(Problem statement): According to the essay on Julius Caesar, how many citizens did Caesar murder in Avericum?

(Document segment):
****************

The Wisdom of Julius Caesar

I took a public-speaking class in high school. For one assignment, each student had to declaim from a published speech. I don't remember how I made my selection. I did a speech from the play Julius Caesar by William Shakespeare. After the assassination of Caesar, Marc Antony eulogizes him before the Roman people, in Act III, Scene ii: "Friends, Romans, Countrymen! Lend me your ears. I come to bury Caesar, not to praise him. . . ."

It was only a school assignment, one of hundreds. Later in college, however, I had to revisit Julius Caesar in depth, in the context of a Shakespeare course. I remember it as an interesting experience. There were only about 8 people in the class, so we sat at a conference table. Our professor spoke like a Tennessee hillbilly, in the same tone of voice he might use to describe a haircut. He had comfortably intimate knowledge of Julius Caesar and called our attention to all the dramatic and ironic undertones in the text.

First of all, Julius Caesar ranks at the very top of the list of world conquerers—a man obsessed with conquest, murder, and war-booty, including the human kind. His men occasionally dragged a conquered chieftain back to Rome, led him into the infamous Colloseum, and strangled him before crowds of spectators. Caesar pioneered ethnic- cleansing—murdering 40,000 citizens in Avericum (today Bourges, France).

A conspiracy developed among the Roman elite. The conspirators decided they had to take out Caesar, who was becoming a tyrant. After they carried out the deed, Marcus Brutus addressed the Roman populace to explain why he had to do this terrible deed:

  "If there be any in this assembly, any dear friend of Caesar's, to him I say that
  Brutus's love to Caesar was no less than his. . . . As Caesar loved me, I weep for
  him; as he was fortunate, I rejoice at it . . . as he was  ambitious, I slew him. . . .
  "With this, I depart," Brutus continues, "that, as I slew my best lover for the good
  of Rome, I have the same dagger for myself, when it shall please my country to
  need my death."

His speech moves the Romans to cheer him: "Live, Brutus! Live! Live! . . . Bring him with triumph home unto his house! . . . Give him a statue with his ancestors! . . . Let him be Caesar! . . . Caesar's better parts shall be crowned in Brutus!"

Brutus, an incurably innocent man with reasoned, honorable intentions driven only by a sense of loyalty to Rome, is no match for the scheming rabble-rouser Marc Antony. Antony knows the Romans. He knows how do drive them, manipulate them, and turn them 180 degrees in their tracks. He can weep the necessary crocodile-tears and turn the Romans against Brutus, whom they have only just now hailed as a hero.

I remember the thrill I felt at reciting Marc Antony's speech, that concludes with the lines, "You all did love him once, not without cause. What cause withholds you then to mourn for him? O judgement! Thou art fled to brutish beasts (presumably Brutus and the other conspirators), and men have lost their reason. Bear with me. My heart is in the coffin there with Caesar, and I must pause till it come back to me!"

One Roman responds, "Methinks there is much reason in his sayings."

A second citizen agrees, "If thou consider rightly of the matter, Caesar has had a great wrong."

A third citizen takes note of Marc Antony, "Poor soul! His eyes are red as fire with weeping."

Yet another citizen sums up the opinions of the others: "There's not a nobler man in Rome than Antony."

****************

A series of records

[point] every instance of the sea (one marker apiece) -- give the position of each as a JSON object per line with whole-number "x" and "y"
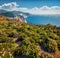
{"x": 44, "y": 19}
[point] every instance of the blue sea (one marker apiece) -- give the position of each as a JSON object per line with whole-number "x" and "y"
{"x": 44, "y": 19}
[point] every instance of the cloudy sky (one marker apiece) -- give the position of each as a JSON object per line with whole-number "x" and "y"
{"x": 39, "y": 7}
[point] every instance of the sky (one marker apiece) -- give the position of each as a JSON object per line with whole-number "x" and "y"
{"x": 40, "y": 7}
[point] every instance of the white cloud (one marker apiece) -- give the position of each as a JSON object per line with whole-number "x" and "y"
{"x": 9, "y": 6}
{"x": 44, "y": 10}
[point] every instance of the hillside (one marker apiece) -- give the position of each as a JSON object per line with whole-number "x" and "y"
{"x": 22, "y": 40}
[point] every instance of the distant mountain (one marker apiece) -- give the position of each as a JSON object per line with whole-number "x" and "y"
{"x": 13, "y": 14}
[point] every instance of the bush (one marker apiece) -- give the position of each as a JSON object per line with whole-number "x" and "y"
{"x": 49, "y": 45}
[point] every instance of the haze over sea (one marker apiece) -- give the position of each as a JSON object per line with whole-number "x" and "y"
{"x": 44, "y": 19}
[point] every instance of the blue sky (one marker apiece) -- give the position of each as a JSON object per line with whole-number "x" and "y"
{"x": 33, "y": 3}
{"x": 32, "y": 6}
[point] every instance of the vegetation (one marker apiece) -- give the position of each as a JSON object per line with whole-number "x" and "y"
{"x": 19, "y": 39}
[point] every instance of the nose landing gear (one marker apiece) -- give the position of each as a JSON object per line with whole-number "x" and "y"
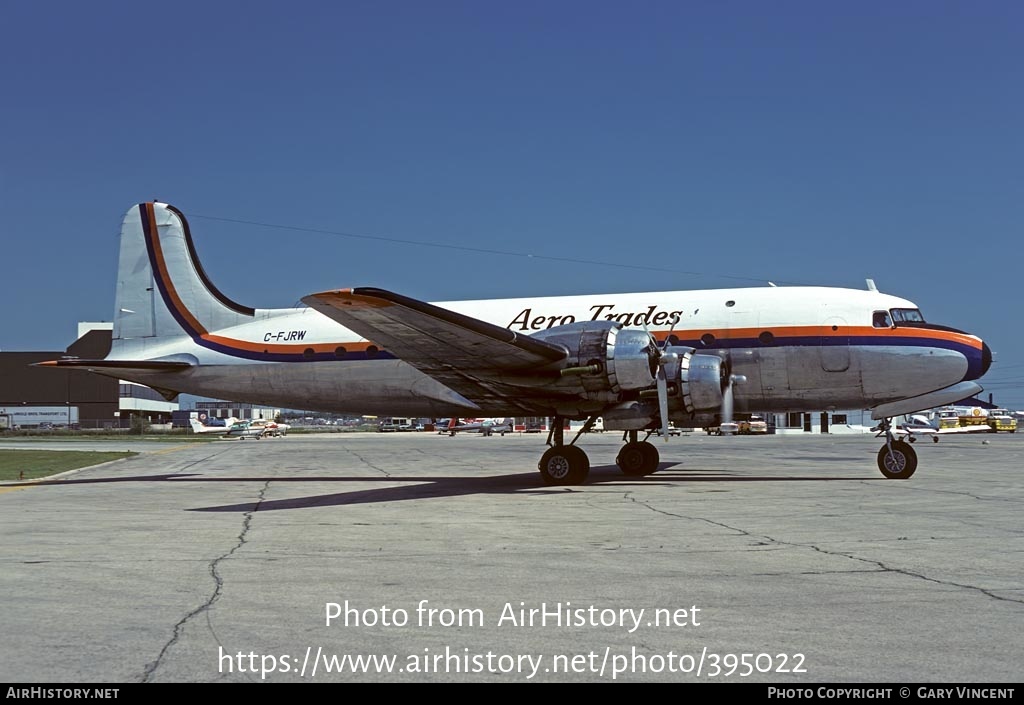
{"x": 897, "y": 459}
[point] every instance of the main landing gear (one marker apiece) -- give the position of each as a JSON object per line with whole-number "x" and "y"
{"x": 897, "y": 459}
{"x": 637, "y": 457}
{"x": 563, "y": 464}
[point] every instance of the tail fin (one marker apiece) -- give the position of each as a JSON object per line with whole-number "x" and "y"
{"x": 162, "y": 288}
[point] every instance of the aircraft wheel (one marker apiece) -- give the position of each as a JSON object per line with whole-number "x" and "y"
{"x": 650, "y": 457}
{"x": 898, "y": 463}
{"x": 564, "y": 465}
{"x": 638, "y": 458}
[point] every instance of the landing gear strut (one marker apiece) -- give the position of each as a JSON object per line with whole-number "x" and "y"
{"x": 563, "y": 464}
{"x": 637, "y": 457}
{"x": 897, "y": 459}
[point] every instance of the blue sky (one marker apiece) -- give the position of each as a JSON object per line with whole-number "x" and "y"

****************

(Exercise solution): 40,000 citizens.